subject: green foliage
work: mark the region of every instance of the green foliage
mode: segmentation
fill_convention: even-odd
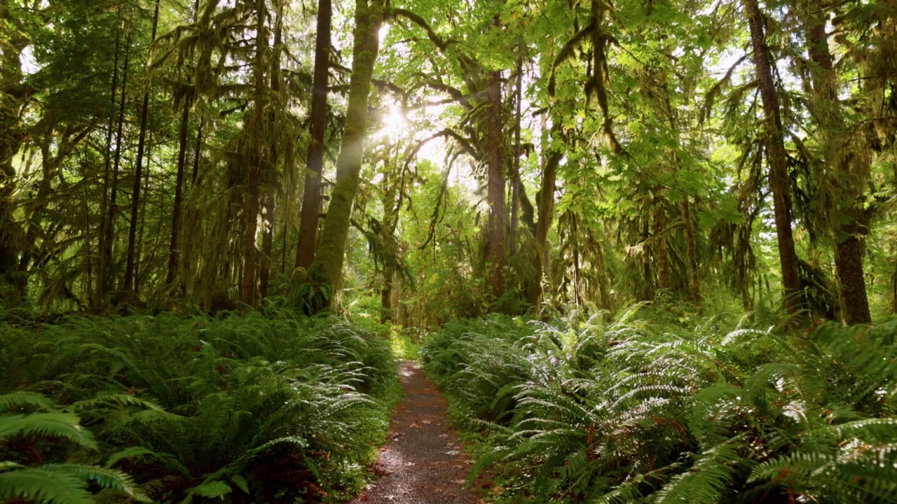
[[[397,396],[385,340],[273,308],[0,335],[0,383],[14,390],[0,395],[0,476],[8,496],[37,500],[104,488],[161,501],[338,499],[362,482]]]
[[[897,500],[897,325],[783,335],[652,311],[425,340],[496,501]]]

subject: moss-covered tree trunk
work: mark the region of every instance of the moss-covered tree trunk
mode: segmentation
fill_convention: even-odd
[[[561,127],[561,121],[554,121],[552,139],[562,135]],[[539,260],[533,265],[533,279],[527,287],[527,298],[534,307],[537,307],[542,301],[542,276],[548,266],[548,231],[554,220],[554,191],[557,189],[558,166],[562,159],[563,152],[552,149],[545,159],[544,168],[542,169],[542,184],[536,198],[539,220],[536,223],[536,245],[538,248]]]
[[[309,281],[315,286],[314,299],[310,303],[312,311],[321,311],[330,307],[334,290],[343,270],[352,206],[358,191],[361,156],[364,153],[365,129],[368,125],[368,94],[379,48],[379,30],[383,22],[384,7],[384,0],[355,1],[355,30],[352,77],[349,83],[349,104],[346,109],[343,143],[339,156],[336,158],[336,180],[330,197],[330,206],[324,220],[318,253],[308,272]]]
[[[788,176],[788,152],[785,151],[784,128],[779,95],[772,80],[772,63],[764,31],[766,22],[757,0],[744,0],[751,28],[753,65],[763,103],[766,127],[766,152],[770,163],[770,189],[772,191],[772,213],[779,239],[779,260],[781,264],[785,306],[796,315],[803,305],[800,277],[797,275],[797,253],[791,230],[791,186]]]
[[[159,4],[160,0],[156,0],[154,13],[152,14],[152,34],[150,40],[156,39],[156,31],[159,28]],[[134,185],[131,187],[131,219],[127,232],[127,259],[125,266],[125,284],[122,287],[125,291],[135,291],[134,284],[135,264],[137,251],[137,225],[140,220],[137,218],[140,210],[140,184],[143,180],[144,173],[144,151],[146,146],[146,123],[150,116],[150,86],[152,84],[152,75],[147,75],[148,82],[144,90],[144,104],[140,112],[140,137],[137,141],[137,161],[134,167]]]
[[[330,69],[330,29],[333,7],[330,0],[318,3],[318,32],[315,35],[315,75],[311,94],[308,170],[302,189],[302,210],[299,219],[299,246],[296,267],[308,268],[318,250],[318,221],[321,210],[321,170],[324,168],[324,137],[327,126],[327,77]]]
[[[869,300],[863,271],[864,237],[867,228],[863,221],[863,187],[868,179],[867,152],[851,144],[851,134],[844,120],[838,99],[838,75],[829,50],[824,5],[813,2],[803,9],[807,53],[815,64],[808,65],[812,86],[810,111],[817,126],[817,140],[823,145],[827,174],[835,178],[833,186],[840,193],[840,222],[833,226],[835,271],[840,287],[840,300],[848,324],[872,322]],[[862,136],[856,135],[856,136]]]
[[[504,293],[505,255],[505,176],[504,137],[501,121],[501,73],[489,74],[486,88],[486,199],[489,223],[486,229],[489,285],[496,298]]]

- _TASK OBJECTIVE_
Copy the records word for word, leaving no picture in the copy.

- _OUTPUT FOR THIS EXERCISE_
subject: green foliage
work: mark the region of every instance of the green foliage
mode: segmentation
fill_convention: even-odd
[[[397,396],[385,340],[273,308],[0,335],[0,383],[14,390],[0,395],[0,476],[8,496],[37,500],[104,488],[161,501],[338,499],[362,482]]]
[[[897,500],[897,325],[783,335],[652,311],[425,340],[496,501]]]

subject: moss-covered tree trunk
work: mark the region of every instance of the moss-covered tree trunk
mode: segmentation
fill_convention: even-odd
[[[561,127],[561,121],[554,121],[552,139],[562,135]],[[539,260],[533,265],[533,279],[527,287],[527,298],[534,307],[537,307],[542,301],[542,276],[548,266],[548,231],[554,220],[554,191],[557,189],[558,166],[562,159],[563,152],[552,149],[545,159],[544,168],[542,169],[542,184],[536,198],[539,220],[536,223],[536,245],[538,248]]]
[[[309,281],[315,286],[314,299],[310,303],[312,311],[321,311],[330,307],[334,290],[343,270],[352,206],[358,191],[361,156],[364,153],[365,129],[368,125],[368,94],[379,48],[379,30],[383,22],[384,7],[384,0],[355,1],[355,30],[352,77],[349,83],[349,104],[346,109],[343,143],[339,156],[336,158],[336,180],[330,197],[330,206],[324,220],[318,253],[308,272]]]
[[[788,176],[788,152],[785,151],[784,128],[779,95],[772,80],[772,63],[764,31],[766,22],[757,0],[744,0],[751,28],[753,65],[763,103],[766,127],[766,152],[770,163],[770,189],[772,191],[772,213],[779,239],[779,260],[781,264],[785,306],[796,315],[803,305],[800,277],[797,275],[797,253],[791,230],[791,186]]]
[[[159,4],[160,0],[156,0],[154,13],[152,14],[152,34],[150,40],[156,39],[156,31],[159,28]],[[134,185],[131,187],[131,219],[127,232],[127,259],[125,266],[125,284],[122,287],[125,291],[135,291],[134,284],[135,264],[137,251],[137,225],[140,220],[137,218],[140,210],[140,184],[143,180],[144,173],[144,151],[146,146],[146,123],[150,116],[150,86],[152,84],[152,75],[147,75],[148,82],[144,90],[144,104],[140,112],[140,137],[137,141],[137,161],[134,167]]]
[[[330,69],[330,29],[333,7],[330,0],[318,3],[318,32],[315,35],[315,75],[311,94],[308,170],[302,189],[302,210],[299,219],[299,246],[296,267],[308,268],[318,250],[318,221],[321,210],[321,170],[324,168],[324,137],[327,126],[327,77]]]
[[[869,300],[863,271],[864,237],[867,228],[863,221],[863,187],[868,179],[867,152],[851,144],[851,134],[844,120],[838,99],[838,75],[829,50],[824,5],[813,2],[803,9],[807,53],[815,64],[808,65],[812,86],[810,111],[817,126],[817,140],[823,145],[827,174],[835,178],[833,186],[840,193],[840,222],[833,226],[835,271],[840,287],[840,300],[848,324],[872,322]],[[862,136],[856,135],[856,136]]]
[[[504,293],[505,255],[505,176],[504,137],[501,121],[501,73],[489,74],[486,88],[486,199],[489,223],[486,229],[489,285],[496,298]]]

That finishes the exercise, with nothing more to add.